* begin *
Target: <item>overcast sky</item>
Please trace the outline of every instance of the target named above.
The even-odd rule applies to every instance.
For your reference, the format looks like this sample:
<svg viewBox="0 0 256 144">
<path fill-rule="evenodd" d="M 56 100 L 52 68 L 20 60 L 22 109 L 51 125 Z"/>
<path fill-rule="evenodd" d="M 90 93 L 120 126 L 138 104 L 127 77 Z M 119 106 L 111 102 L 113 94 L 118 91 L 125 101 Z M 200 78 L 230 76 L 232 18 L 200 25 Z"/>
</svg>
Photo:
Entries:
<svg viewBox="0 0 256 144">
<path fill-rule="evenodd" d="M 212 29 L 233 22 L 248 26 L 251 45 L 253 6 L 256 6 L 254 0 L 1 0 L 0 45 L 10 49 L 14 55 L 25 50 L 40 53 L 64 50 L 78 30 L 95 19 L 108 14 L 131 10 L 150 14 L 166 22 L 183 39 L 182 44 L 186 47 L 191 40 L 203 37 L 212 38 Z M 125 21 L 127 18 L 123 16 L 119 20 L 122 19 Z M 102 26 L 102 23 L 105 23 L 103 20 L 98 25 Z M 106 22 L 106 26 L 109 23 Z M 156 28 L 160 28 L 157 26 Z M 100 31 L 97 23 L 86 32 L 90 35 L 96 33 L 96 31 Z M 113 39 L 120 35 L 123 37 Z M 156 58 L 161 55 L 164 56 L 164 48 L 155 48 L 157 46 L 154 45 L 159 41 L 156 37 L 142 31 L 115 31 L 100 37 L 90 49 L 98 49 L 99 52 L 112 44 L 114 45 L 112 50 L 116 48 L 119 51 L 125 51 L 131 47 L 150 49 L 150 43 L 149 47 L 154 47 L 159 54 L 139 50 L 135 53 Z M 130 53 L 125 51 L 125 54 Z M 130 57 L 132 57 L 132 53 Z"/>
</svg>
* end *
Count the lines in the records above that contain the string "path", treating uppercase and lowercase letters as different. Reply with only that number.

3